Dataset listing about object locations:

====================

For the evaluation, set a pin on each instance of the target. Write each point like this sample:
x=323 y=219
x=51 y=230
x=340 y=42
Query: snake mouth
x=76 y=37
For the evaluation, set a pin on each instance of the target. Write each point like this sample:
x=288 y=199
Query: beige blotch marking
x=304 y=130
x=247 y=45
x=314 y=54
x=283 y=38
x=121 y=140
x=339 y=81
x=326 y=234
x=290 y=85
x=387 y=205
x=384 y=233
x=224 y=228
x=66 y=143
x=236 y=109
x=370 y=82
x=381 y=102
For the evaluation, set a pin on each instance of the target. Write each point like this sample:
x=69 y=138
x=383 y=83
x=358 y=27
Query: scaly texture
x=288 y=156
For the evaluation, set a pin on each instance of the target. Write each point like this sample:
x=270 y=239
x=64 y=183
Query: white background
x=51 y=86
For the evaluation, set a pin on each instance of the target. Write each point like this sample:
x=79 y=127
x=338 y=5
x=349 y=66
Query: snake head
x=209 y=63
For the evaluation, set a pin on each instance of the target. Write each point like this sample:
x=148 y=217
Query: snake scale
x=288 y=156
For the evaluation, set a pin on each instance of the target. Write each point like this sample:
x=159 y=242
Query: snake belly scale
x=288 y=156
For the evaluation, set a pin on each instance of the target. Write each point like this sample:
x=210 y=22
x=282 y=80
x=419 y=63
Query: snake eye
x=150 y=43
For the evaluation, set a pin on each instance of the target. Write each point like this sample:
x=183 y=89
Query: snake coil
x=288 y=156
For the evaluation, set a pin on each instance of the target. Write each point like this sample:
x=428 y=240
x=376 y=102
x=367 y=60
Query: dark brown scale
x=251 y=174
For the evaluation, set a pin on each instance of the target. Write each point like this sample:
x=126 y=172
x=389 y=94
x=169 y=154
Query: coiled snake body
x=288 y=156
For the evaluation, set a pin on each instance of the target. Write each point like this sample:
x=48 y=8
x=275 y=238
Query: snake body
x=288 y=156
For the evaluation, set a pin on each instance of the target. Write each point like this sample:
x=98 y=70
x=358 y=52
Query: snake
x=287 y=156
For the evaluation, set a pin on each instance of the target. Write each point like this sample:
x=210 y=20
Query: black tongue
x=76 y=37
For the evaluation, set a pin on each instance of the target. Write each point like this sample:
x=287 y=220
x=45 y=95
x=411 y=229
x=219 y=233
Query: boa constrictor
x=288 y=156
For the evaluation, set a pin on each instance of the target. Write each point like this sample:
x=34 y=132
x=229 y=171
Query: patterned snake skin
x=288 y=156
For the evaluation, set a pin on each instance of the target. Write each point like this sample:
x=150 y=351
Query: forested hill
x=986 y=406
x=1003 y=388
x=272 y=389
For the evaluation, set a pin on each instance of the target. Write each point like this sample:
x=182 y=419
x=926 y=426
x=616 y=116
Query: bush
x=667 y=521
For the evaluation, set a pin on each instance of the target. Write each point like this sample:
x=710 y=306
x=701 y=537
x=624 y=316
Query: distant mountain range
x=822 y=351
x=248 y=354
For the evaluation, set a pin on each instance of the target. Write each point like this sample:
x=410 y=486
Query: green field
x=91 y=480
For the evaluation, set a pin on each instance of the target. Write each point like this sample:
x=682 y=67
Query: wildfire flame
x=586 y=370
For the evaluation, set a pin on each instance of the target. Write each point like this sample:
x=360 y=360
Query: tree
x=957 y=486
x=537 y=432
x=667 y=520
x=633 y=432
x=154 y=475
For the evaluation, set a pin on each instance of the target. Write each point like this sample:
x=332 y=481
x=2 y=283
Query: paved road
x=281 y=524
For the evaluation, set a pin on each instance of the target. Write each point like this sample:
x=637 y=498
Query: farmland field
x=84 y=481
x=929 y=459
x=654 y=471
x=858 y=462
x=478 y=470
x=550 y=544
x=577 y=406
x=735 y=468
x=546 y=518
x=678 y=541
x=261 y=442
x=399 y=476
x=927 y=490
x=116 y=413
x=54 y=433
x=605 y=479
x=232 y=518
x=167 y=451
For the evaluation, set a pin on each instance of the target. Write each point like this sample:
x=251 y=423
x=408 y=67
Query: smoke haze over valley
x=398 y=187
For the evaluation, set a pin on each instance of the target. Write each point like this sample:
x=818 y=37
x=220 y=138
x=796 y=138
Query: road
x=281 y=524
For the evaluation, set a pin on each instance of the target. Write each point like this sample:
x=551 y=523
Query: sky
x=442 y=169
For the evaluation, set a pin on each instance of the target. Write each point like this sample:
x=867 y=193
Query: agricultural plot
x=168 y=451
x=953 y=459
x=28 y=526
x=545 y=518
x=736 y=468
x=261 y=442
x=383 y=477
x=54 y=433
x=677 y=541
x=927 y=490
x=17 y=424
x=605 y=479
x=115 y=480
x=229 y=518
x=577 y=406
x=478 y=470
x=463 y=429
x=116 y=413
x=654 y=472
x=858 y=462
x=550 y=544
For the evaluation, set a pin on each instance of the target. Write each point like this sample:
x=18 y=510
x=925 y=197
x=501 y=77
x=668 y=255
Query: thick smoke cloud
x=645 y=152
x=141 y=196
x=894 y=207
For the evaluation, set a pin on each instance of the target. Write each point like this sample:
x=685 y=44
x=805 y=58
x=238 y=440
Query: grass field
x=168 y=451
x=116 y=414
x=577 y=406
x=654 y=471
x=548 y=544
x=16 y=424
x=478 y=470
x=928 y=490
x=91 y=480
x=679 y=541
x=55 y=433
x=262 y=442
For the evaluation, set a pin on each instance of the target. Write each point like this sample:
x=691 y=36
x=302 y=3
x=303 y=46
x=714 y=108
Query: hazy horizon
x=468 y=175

====================

* To do:
How many lines of the listing above contain the word "body"? Reply with the number alone.

* Correct output:
2